BRIEF:
Arrange the lines of the data below as a Markdown table with the columns Row and Line, starting at the first line of the data and ending at the line that contains "(1163, 718)", both included. Number each row, skip blank lines, and leave the pictures out.

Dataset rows
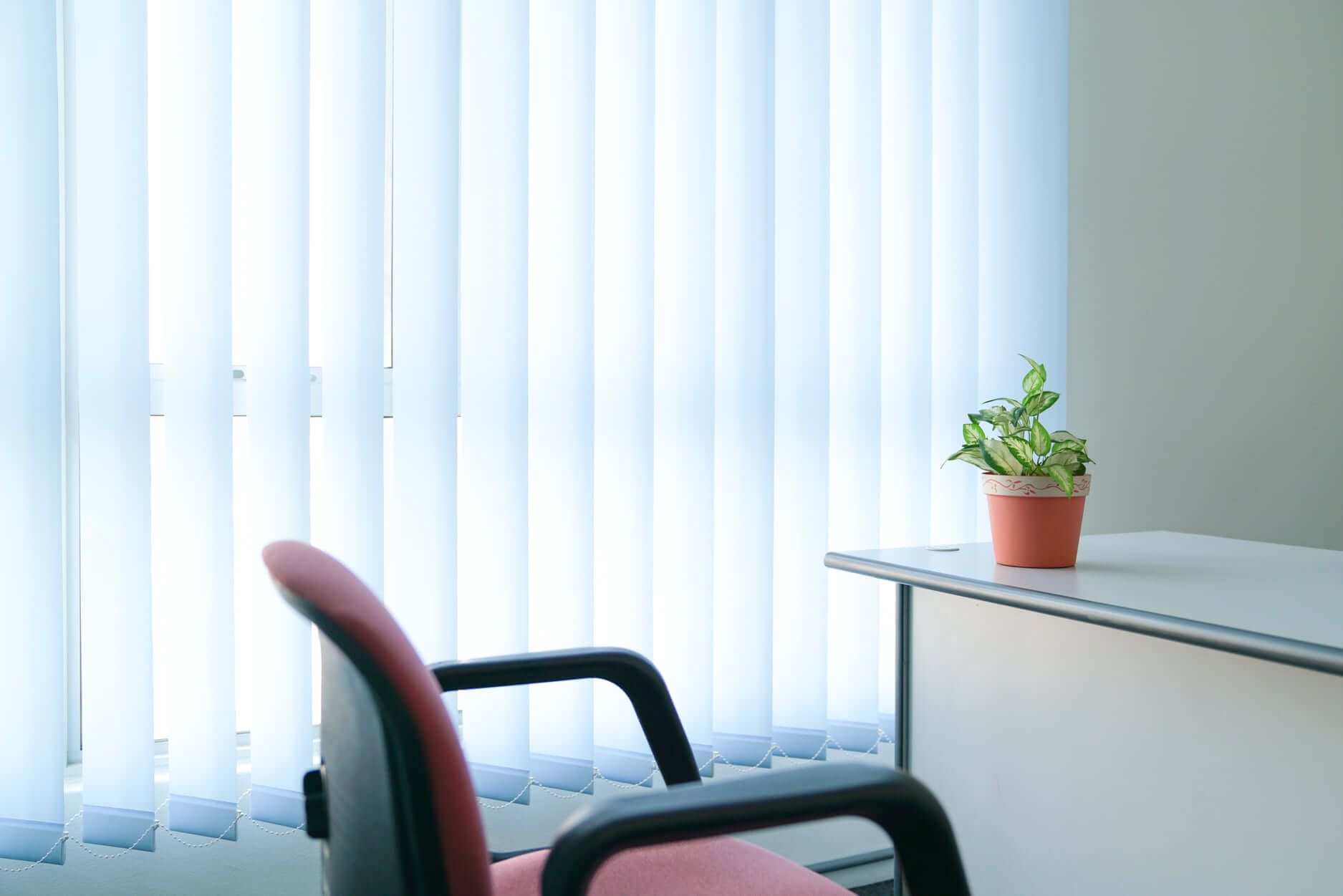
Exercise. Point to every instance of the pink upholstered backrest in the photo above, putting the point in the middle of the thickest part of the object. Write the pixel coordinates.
(345, 604)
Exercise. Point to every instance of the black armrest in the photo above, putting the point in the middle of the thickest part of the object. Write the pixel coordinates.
(626, 669)
(904, 808)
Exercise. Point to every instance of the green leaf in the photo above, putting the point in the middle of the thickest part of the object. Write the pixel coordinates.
(1040, 441)
(1040, 402)
(1067, 460)
(1064, 435)
(1010, 400)
(1063, 476)
(970, 454)
(1020, 449)
(1071, 445)
(999, 457)
(1034, 380)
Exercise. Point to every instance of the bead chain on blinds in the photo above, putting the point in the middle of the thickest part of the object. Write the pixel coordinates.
(708, 282)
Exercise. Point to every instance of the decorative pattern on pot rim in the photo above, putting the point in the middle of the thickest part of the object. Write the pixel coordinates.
(1033, 486)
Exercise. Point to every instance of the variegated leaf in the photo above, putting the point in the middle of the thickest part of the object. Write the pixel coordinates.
(1041, 402)
(1063, 476)
(970, 454)
(1020, 449)
(999, 458)
(1064, 435)
(1040, 441)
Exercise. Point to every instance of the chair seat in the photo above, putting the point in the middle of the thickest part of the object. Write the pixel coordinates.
(709, 867)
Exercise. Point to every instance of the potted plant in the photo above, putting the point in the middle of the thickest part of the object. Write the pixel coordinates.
(1036, 480)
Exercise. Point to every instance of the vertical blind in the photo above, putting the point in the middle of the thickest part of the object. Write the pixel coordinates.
(683, 294)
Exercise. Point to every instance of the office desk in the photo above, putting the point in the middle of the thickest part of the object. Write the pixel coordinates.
(1163, 718)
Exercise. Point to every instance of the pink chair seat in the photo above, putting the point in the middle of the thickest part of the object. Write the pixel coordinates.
(709, 867)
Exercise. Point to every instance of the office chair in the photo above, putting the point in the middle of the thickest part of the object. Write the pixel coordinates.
(395, 808)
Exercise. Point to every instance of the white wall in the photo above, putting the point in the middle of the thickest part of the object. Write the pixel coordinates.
(1206, 265)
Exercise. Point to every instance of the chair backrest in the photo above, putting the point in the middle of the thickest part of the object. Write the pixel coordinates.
(403, 819)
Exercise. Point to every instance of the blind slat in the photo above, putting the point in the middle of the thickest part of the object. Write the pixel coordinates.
(623, 368)
(560, 386)
(683, 360)
(270, 280)
(743, 422)
(855, 360)
(802, 365)
(107, 291)
(494, 547)
(907, 440)
(422, 572)
(954, 274)
(348, 143)
(190, 199)
(32, 601)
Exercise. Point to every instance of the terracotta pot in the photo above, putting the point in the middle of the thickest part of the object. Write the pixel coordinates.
(1034, 523)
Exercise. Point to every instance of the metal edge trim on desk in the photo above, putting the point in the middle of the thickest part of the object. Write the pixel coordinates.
(1203, 635)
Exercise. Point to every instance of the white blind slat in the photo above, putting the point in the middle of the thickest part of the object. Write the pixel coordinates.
(683, 359)
(107, 282)
(422, 570)
(623, 368)
(32, 601)
(190, 201)
(348, 152)
(1022, 133)
(560, 387)
(954, 274)
(743, 423)
(492, 550)
(270, 281)
(802, 365)
(855, 360)
(907, 440)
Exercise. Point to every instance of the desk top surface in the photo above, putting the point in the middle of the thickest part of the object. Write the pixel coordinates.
(1272, 601)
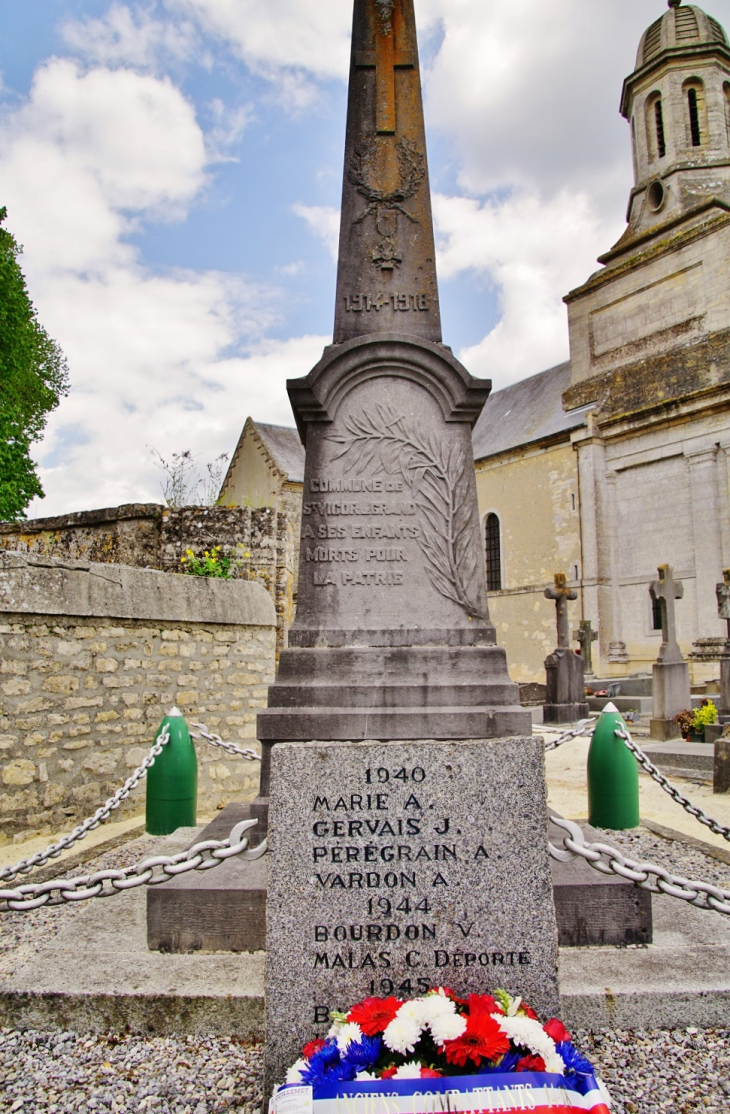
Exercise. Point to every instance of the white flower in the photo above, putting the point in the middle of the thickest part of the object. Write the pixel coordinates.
(404, 1033)
(411, 1071)
(529, 1034)
(348, 1034)
(294, 1073)
(447, 1027)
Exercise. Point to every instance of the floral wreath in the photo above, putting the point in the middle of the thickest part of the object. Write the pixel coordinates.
(439, 1035)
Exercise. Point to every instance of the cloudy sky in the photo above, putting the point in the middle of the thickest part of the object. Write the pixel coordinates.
(173, 168)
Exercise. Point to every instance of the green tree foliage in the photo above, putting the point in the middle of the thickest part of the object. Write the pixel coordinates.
(33, 375)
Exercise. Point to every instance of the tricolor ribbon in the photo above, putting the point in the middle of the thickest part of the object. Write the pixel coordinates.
(535, 1092)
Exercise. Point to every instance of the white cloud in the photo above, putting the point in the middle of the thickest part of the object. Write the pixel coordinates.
(130, 37)
(279, 35)
(175, 359)
(532, 250)
(323, 222)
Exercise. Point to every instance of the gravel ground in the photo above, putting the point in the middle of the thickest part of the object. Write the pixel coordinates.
(678, 1072)
(646, 1073)
(56, 1073)
(22, 932)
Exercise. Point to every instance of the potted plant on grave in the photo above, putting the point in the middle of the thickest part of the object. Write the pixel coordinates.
(692, 722)
(439, 1053)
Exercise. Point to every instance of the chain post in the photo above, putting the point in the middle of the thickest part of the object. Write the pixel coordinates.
(613, 775)
(172, 782)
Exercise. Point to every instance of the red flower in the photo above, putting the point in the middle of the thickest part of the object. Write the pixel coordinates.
(556, 1031)
(375, 1015)
(483, 1038)
(313, 1046)
(531, 1064)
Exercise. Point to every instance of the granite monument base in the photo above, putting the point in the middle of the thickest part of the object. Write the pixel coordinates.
(400, 866)
(721, 780)
(565, 687)
(671, 695)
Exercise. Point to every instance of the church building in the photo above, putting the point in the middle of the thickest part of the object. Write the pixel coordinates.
(616, 462)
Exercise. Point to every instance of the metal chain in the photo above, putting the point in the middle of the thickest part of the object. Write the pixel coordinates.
(578, 730)
(693, 810)
(214, 740)
(66, 841)
(644, 875)
(153, 871)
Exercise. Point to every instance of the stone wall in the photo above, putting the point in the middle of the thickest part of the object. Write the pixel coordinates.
(149, 536)
(91, 656)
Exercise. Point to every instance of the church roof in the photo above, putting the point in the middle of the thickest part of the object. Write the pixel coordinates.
(526, 412)
(683, 26)
(284, 447)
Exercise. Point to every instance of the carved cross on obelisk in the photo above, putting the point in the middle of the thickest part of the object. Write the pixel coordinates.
(665, 590)
(386, 59)
(561, 594)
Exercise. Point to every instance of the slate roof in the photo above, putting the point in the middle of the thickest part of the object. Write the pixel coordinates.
(285, 448)
(525, 412)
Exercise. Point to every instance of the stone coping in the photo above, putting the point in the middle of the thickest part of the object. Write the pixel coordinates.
(31, 585)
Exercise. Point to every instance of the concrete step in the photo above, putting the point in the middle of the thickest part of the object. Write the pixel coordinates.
(96, 975)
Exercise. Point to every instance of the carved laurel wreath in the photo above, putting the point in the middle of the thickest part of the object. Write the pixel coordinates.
(437, 477)
(411, 165)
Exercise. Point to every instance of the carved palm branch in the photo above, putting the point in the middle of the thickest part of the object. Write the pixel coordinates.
(438, 478)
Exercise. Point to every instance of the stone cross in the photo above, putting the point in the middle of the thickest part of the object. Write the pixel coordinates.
(561, 594)
(665, 590)
(585, 635)
(386, 59)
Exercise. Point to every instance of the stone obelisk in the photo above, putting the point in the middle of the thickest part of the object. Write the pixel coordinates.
(408, 828)
(392, 637)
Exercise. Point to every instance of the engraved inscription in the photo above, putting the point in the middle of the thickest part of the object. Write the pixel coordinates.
(438, 479)
(383, 843)
(399, 303)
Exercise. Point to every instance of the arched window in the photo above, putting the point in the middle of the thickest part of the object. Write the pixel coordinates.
(655, 136)
(493, 550)
(659, 120)
(696, 114)
(696, 134)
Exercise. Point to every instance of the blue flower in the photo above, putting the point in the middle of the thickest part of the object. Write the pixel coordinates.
(574, 1062)
(508, 1063)
(325, 1067)
(362, 1055)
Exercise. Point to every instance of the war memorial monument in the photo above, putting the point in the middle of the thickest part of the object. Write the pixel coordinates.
(404, 799)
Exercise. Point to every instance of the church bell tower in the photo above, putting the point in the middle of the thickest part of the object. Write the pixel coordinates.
(678, 104)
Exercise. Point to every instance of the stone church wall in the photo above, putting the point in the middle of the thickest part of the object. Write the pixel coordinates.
(535, 495)
(91, 656)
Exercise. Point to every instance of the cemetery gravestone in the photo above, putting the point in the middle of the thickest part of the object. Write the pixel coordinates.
(408, 817)
(564, 670)
(585, 636)
(671, 674)
(723, 611)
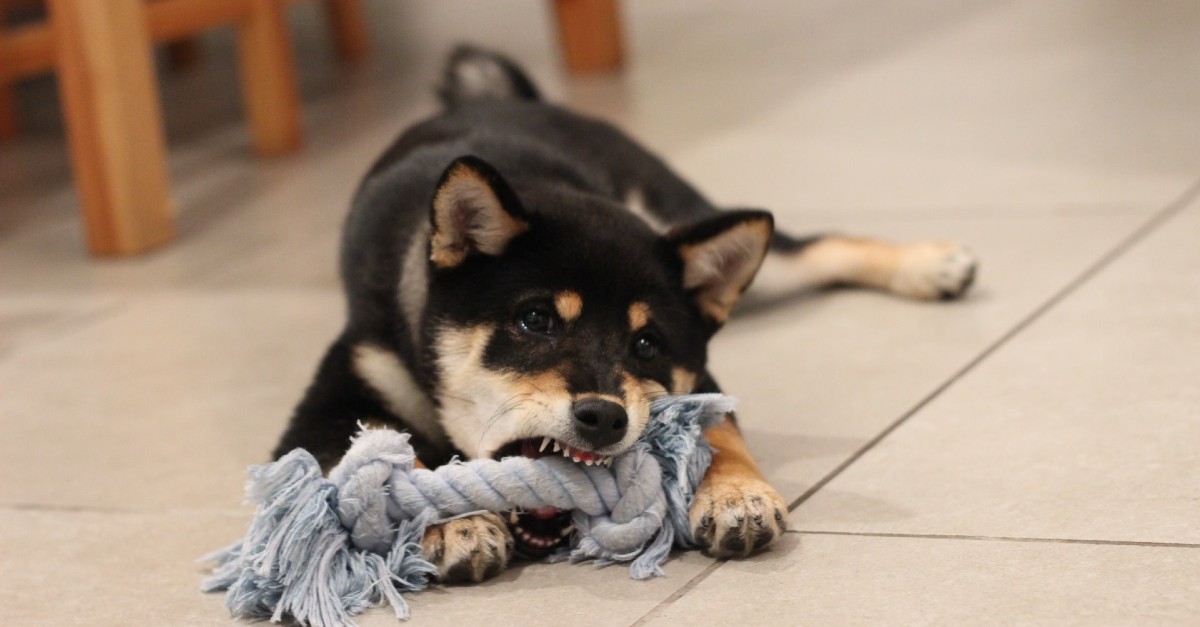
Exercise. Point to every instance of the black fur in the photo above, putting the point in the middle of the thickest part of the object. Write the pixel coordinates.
(569, 177)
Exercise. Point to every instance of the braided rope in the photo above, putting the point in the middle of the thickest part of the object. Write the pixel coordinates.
(322, 549)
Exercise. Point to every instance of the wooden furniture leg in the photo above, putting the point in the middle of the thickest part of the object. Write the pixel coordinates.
(589, 33)
(268, 78)
(349, 28)
(114, 123)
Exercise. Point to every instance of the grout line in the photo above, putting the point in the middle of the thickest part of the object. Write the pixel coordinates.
(678, 593)
(1005, 538)
(1105, 260)
(1175, 207)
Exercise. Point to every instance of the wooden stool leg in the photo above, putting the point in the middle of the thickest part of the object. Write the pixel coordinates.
(349, 27)
(268, 78)
(114, 123)
(589, 33)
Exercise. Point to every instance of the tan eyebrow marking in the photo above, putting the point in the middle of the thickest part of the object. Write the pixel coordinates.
(639, 315)
(683, 381)
(569, 305)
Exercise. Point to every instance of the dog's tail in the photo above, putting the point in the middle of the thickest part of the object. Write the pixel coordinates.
(475, 73)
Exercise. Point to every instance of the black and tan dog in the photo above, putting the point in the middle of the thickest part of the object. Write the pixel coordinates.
(523, 281)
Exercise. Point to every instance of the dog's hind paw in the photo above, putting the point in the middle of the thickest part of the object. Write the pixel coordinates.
(733, 517)
(934, 270)
(468, 549)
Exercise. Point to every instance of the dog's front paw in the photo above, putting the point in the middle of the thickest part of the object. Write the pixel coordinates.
(468, 549)
(733, 517)
(934, 270)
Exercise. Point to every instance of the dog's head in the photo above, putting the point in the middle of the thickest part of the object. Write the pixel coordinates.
(555, 318)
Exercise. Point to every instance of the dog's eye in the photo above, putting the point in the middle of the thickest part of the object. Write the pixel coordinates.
(646, 346)
(538, 320)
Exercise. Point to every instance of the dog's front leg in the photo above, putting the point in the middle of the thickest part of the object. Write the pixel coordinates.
(468, 549)
(736, 512)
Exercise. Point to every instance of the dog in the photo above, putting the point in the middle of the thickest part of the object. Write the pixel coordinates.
(522, 280)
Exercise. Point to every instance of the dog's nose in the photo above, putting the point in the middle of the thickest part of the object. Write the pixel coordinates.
(599, 422)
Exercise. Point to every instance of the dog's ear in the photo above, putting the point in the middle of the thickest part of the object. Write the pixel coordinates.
(720, 257)
(474, 210)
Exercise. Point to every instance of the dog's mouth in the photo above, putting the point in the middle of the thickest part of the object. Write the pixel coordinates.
(539, 532)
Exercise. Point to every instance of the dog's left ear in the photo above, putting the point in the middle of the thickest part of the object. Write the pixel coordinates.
(474, 210)
(720, 257)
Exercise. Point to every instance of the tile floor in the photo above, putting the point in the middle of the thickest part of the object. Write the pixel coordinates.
(1030, 455)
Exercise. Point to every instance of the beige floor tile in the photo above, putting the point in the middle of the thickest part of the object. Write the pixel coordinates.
(109, 568)
(821, 376)
(162, 405)
(1085, 425)
(28, 318)
(550, 595)
(76, 567)
(1031, 102)
(868, 580)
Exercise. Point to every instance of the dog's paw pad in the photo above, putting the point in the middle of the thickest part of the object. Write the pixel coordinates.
(737, 517)
(468, 549)
(935, 270)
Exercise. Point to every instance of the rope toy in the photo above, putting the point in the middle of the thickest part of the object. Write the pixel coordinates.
(323, 549)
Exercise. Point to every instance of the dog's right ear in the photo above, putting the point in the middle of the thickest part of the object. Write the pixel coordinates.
(474, 210)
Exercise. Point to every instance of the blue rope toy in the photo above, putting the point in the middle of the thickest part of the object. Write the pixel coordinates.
(323, 549)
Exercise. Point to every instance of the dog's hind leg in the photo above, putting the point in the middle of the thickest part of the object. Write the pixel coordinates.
(925, 270)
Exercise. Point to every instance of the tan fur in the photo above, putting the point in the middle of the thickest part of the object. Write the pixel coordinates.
(489, 230)
(609, 398)
(484, 408)
(683, 381)
(468, 549)
(735, 512)
(569, 305)
(639, 316)
(639, 394)
(720, 268)
(922, 270)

TASK OUTPUT:
| Row | Line |
|---|---|
| 1 | Exercise. Point to every instance of the pink upholstered backrest in the photo above, putting the point in the middle of the thickest part of the object. Write the pixel coordinates. |
| 2 | (345, 604) |
| 3 | Exercise. Point to every instance of the black armrest in the photo above, putting the point in the middle of the thickest part of the object. Write the pixel coordinates. |
| 4 | (626, 669) |
| 5 | (904, 808) |
| 6 | Exercise. Point to every instance of the green leaf in the photo above, putting the point in the middle of the thickest part of the object. Write the pixel coordinates. |
| 7 | (1040, 441) |
| 8 | (1040, 402) |
| 9 | (1067, 460) |
| 10 | (1064, 435) |
| 11 | (1010, 400) |
| 12 | (1063, 476) |
| 13 | (970, 454) |
| 14 | (1020, 449) |
| 15 | (1071, 445) |
| 16 | (999, 457) |
| 17 | (1034, 380) |
| 18 | Exercise. Point to every instance of the bead chain on blinds in the photo above, putting the point in the middle of the thickest part of the object. Write the pixel coordinates. |
| 19 | (708, 282) |
| 20 | Exercise. Point to every instance of the decorative pattern on pot rim in the photo above, putting the point in the middle of the thickest part of the object. Write the pixel coordinates. |
| 21 | (1033, 486) |
| 22 | Exercise. Point to every instance of the variegated leaf in the photo above, putting the point in the middle of the thickest part of the object. Write the pixel coordinates. |
| 23 | (1041, 402) |
| 24 | (1063, 476) |
| 25 | (970, 454) |
| 26 | (1020, 449) |
| 27 | (999, 458) |
| 28 | (1064, 435) |
| 29 | (1040, 441) |
| 30 | Exercise. Point to every instance of the chair seat in the photo above, putting the point in the middle of the thickest part of the object. Write the pixel coordinates. |
| 31 | (709, 867) |
| 32 | Exercise. Point to every instance of the potted plant in the photo above, putting the point in the middle of the thickest part of the object. Write the pixel coordinates. |
| 33 | (1036, 480) |
| 34 | Exercise. Point to every instance of the vertical blind in the photo above, putting the point in the middle of the thickest part of the object. Write the pixel coordinates. |
| 35 | (683, 294) |
| 36 | Exercise. Point to every instance of the office desk in the photo above, putting the point in the middle of the thickest part of the object. Write the pixel coordinates. |
| 37 | (1163, 718) |